--- START OF TEXT BLOCK ---
This was my favorite task by far. I purchased some inexpensive paper portion cups and set them out all over the picnic table. I drew a smiley face in the bottom of 14 of the cups (we had 7 teams) and then put just enough M&Ms in each cup to cover the bottom.
This was a Road Block task, so only one kid from each team could compete. The players had to keep emptying (and eating!) cups until they found one with the smiley face. Some found it within a few guesses, and others took quite a while. Unlimited M&Ms may sound like a dream come true, but after 20 or so, it gets to be a lot of chocolate! If you’re worried about sweets, you could easily do this with Cheerios instead.
TASK #3 – ROUTE INFO: Count the number of stones that make up the fire pit. Write your number below and show it to the judge.
Okay, you probably don’t have a stone fire pit wherever you are playing your race, but you could easily adapt this clue to count anything nearby. Our kids had no trouble counting the stones and getting it right… perhaps I should have picked something a little more difficult.
TASK #4 – ROUTE INFO: Eat an entire cup of Jell-O without using a spoon, fork, or your hands!
What was crazy about this task is that a surprising number of kids don’t like Jell-O! I would never have guessed such a thing possible. Even Little Jo hates it, but she and all the other kids pushed through and ate what they had to to continue in the race. The funny faces they were making made it oh-so-fun for the adults to watch.
--- END OF TEXT BLOCK ---
--- START OF SUPPLIED DATA ---
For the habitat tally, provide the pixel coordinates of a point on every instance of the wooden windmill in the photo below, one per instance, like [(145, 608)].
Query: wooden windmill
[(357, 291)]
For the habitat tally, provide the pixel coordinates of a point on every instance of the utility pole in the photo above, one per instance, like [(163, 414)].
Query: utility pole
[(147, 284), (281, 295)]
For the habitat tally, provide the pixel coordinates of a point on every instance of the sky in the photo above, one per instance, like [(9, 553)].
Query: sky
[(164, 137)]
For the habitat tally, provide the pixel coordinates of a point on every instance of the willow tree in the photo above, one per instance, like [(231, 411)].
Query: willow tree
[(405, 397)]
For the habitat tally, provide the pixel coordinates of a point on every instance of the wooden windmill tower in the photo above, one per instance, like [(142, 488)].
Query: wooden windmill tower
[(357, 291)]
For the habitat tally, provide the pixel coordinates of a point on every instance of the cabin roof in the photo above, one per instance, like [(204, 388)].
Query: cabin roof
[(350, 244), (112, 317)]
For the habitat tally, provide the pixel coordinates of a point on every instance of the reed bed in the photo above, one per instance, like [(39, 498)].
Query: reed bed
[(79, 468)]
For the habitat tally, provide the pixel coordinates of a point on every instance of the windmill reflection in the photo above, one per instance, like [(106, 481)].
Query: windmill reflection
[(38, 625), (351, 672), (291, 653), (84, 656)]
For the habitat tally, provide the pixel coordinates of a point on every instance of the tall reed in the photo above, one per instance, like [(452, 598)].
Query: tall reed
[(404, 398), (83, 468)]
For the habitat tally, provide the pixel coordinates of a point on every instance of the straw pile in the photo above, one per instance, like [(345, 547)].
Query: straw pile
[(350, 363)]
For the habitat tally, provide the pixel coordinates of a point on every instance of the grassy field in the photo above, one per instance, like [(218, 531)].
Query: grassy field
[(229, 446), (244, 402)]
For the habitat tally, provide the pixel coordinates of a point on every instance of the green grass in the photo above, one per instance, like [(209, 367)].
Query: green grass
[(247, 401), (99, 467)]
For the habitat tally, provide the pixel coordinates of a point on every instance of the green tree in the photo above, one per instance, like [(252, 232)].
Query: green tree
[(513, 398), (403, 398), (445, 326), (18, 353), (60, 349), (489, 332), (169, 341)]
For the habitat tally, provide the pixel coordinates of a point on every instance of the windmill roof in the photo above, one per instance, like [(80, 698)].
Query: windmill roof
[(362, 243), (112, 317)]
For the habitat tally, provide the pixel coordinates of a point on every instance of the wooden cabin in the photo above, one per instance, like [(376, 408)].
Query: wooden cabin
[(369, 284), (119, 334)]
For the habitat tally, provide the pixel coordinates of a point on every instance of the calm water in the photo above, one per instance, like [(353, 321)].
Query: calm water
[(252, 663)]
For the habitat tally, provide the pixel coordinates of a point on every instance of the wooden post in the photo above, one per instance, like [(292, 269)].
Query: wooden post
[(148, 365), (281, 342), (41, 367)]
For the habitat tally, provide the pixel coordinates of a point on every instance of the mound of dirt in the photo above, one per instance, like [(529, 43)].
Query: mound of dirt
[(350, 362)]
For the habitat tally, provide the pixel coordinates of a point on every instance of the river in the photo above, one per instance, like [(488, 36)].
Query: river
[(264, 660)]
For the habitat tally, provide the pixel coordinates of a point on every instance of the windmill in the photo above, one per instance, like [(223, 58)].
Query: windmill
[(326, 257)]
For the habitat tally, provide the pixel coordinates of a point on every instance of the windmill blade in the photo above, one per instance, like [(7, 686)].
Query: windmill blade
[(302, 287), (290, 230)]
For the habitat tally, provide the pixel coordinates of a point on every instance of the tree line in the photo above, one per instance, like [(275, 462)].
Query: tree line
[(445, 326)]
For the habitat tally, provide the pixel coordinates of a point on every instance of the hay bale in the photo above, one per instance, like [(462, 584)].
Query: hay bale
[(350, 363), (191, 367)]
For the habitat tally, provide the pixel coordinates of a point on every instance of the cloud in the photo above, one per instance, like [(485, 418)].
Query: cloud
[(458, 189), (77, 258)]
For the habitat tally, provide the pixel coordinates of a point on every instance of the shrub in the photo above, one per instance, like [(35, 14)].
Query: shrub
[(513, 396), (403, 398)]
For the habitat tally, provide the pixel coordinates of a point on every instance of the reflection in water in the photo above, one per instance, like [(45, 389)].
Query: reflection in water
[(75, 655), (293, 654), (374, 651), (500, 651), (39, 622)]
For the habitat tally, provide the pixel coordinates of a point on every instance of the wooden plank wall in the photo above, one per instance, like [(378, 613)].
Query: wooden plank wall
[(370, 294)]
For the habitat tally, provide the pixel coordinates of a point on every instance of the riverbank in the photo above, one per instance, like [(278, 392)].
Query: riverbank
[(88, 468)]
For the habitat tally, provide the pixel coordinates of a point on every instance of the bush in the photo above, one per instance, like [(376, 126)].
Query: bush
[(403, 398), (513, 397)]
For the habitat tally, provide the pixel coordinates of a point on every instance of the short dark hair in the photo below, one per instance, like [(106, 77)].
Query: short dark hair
--- END OF SUPPLIED DATA ---
→ **WHAT THIS EXERCISE ASKS**:
**A.** Set down, word for word, the passage of the race tasks text that begins at the words "This was my" and stops after "to the judge.".
**B.** Answer these from the race tasks text:
(i) In how many cups was a smiley face drawn?
(ii) What did Task #3 have players count?
(iii) What three things were players not allowed to use when eating the Jell-O?
**C.** Continue the race tasks text from its last sentence.
The rows come from a different source than the race tasks text.

→ **EXERCISE RESULTS**:
**A.**
This was my favorite task by far. I purchased some inexpensive paper portion cups and set them out all over the picnic table. I drew a smiley face in the bottom of 14 of the cups (we had 7 teams) and then put just enough M&Ms in each cup to cover the bottom.
This was a Road Block task, so only one kid from each team could compete. The players had to keep emptying (and eating!) cups until they found one with the smiley face. Some found it within a few guesses, and others took quite a while. Unlimited M&Ms may sound like a dream come true, but after 20 or so, it gets to be a lot of chocolate! If you’re worried about sweets, you could easily do this with Cheerios instead.
TASK #3 – ROUTE INFO: Count the number of stones that make up the fire pit. Write your number below and show it to the judge.

**B.**
(i) 14
(ii) The stones that make up the fire pit
(iii) A spoon, a fork, or their hands

**C.**
TASK #5 – ROUTE INFO: Assemble the puzzle.
I picked up some 24-piece puzzles from the dollar store and set them on tables for the kids to assemble. They worked very well together and had them put together very quickly.
TASK #6 – DETOUR: Either stack a pile of cans of soda in a tower that stays up for at least 10 seconds OR shake two cans of soda and spray them on each other.
We saved this task for last because it had the potential to get very messy. As is typical with a Detour task, the kids got to choose between two different tasks to complete. The first choice was to stack soda cans, and only the older kids chose this option. The younger kids immediately went for the option to shake and spray soda on each other. What a riot!
We gave our winning kids some water toys to enjoy in the lake, but an ideal prize for an Amazing Race game would be a Travelocity gnome or Amazing Race DVD. If you host your own race, we’d love to hear the details about your tasks!